## STORED ROWS

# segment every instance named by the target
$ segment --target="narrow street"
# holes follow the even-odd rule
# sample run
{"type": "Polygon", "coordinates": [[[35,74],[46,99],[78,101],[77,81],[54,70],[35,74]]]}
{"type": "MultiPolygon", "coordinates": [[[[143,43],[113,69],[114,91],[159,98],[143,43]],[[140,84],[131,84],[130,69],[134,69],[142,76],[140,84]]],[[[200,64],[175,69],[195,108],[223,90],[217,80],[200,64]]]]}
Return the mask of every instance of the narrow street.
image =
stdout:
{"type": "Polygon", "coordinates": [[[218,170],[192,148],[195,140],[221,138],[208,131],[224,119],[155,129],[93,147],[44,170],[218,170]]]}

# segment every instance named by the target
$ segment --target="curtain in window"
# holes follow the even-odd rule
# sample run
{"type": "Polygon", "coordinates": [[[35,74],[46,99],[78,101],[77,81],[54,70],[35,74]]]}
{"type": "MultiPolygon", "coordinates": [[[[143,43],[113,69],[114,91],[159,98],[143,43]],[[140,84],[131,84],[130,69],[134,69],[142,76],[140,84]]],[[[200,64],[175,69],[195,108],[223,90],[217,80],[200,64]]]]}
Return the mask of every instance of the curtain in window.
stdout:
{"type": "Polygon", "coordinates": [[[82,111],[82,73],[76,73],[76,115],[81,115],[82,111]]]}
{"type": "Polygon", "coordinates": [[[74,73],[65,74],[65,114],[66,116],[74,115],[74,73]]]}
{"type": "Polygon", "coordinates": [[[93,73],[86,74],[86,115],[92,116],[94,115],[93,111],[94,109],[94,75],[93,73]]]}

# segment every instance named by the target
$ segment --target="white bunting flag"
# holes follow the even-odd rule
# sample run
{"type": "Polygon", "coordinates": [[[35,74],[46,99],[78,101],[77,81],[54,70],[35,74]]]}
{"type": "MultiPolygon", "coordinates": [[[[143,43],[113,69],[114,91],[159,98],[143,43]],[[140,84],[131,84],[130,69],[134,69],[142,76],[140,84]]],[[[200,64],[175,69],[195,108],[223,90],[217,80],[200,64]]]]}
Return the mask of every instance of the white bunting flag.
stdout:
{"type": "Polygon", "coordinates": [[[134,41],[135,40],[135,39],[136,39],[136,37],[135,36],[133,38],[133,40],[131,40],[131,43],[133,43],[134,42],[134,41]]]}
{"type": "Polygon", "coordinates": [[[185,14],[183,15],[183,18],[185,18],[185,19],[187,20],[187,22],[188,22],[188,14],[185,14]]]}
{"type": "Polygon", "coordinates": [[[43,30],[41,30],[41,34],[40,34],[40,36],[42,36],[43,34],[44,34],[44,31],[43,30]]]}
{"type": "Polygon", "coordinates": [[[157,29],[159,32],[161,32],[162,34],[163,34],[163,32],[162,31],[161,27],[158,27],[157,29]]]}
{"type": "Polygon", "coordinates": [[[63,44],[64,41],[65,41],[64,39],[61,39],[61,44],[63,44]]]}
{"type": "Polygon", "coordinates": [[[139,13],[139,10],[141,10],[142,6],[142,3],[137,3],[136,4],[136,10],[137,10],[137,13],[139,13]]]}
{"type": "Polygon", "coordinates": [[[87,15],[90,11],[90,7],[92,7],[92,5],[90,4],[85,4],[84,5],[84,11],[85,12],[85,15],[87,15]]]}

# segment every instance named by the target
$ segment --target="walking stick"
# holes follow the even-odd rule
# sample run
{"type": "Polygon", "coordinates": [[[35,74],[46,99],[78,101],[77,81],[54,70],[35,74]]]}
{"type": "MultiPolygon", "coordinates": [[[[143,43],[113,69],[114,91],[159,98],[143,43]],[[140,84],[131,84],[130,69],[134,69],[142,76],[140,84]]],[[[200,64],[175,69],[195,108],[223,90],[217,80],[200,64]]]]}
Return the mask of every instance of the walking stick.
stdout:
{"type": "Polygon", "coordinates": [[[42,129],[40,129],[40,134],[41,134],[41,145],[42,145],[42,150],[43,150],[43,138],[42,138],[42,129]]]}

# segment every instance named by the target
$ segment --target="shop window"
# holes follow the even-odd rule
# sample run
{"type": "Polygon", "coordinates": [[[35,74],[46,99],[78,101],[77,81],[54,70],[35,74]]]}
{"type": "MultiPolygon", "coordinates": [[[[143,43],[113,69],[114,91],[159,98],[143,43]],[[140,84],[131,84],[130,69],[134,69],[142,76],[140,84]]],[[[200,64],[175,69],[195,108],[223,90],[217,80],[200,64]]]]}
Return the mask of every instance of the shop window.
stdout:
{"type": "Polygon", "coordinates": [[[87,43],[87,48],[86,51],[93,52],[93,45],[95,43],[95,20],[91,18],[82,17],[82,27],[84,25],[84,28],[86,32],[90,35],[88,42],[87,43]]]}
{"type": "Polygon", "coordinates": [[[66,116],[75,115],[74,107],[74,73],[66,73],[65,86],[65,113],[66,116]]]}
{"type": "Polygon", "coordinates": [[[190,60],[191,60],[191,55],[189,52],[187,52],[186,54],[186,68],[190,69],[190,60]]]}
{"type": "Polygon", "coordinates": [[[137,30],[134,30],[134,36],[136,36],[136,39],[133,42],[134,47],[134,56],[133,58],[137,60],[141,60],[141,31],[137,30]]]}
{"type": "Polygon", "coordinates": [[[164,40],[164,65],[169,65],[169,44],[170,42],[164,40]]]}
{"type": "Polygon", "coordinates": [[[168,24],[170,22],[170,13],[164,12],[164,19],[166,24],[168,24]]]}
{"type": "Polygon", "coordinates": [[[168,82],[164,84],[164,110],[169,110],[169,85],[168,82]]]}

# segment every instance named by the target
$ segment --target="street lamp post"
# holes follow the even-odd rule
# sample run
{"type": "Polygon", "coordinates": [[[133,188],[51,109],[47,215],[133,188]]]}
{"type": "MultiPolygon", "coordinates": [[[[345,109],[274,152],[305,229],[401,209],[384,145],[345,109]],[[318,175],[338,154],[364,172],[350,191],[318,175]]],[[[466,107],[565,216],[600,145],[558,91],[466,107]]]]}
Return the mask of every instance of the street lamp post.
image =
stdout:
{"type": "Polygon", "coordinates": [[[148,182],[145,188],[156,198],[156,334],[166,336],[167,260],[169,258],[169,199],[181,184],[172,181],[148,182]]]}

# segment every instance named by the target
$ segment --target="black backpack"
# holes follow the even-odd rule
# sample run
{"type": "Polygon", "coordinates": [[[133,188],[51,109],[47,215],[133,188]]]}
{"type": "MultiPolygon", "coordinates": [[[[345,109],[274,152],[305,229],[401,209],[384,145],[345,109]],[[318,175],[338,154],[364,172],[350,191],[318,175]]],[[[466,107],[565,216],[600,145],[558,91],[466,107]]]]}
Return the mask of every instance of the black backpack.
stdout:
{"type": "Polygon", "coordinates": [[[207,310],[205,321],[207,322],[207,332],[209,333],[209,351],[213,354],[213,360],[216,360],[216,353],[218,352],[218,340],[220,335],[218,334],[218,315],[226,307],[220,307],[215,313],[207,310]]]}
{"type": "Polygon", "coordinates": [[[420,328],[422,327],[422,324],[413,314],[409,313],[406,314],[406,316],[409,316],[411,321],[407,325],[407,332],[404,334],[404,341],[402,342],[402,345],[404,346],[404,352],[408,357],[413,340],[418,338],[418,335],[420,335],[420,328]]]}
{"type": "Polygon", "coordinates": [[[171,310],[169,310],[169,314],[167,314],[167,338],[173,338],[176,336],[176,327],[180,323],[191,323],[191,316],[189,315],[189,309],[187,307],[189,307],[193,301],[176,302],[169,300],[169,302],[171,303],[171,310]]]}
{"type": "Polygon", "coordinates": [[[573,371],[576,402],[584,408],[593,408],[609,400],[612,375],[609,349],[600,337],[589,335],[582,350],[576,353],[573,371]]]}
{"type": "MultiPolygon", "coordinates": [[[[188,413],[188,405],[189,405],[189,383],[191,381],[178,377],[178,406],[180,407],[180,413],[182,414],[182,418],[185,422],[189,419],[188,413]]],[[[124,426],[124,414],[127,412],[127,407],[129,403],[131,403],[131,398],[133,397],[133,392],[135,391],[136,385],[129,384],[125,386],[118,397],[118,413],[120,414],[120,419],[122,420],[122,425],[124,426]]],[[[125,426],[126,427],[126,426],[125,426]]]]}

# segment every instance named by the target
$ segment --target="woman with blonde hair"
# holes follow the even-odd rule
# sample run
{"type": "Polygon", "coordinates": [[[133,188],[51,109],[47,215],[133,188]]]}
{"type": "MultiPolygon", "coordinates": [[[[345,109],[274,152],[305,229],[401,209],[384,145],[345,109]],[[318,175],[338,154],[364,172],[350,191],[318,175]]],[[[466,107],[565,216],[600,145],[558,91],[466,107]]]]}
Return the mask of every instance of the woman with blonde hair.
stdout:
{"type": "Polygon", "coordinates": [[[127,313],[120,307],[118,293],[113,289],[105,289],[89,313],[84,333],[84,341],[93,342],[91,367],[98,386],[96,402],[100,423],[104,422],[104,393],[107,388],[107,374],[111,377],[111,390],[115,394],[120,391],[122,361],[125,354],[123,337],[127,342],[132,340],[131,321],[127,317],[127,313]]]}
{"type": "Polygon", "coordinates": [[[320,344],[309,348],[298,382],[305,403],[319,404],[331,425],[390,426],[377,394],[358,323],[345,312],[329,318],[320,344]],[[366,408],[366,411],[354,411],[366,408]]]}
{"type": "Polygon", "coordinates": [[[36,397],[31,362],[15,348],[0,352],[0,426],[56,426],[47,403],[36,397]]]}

## EXERCISE PROMPT
Find every line in the data above that contains the string "post", and copy each of those lines in full. The match is case-sensitive.

## REPLY TO THE TASK
$ segment --target="street lamp post"
Return the mask of every instance of the street lamp post.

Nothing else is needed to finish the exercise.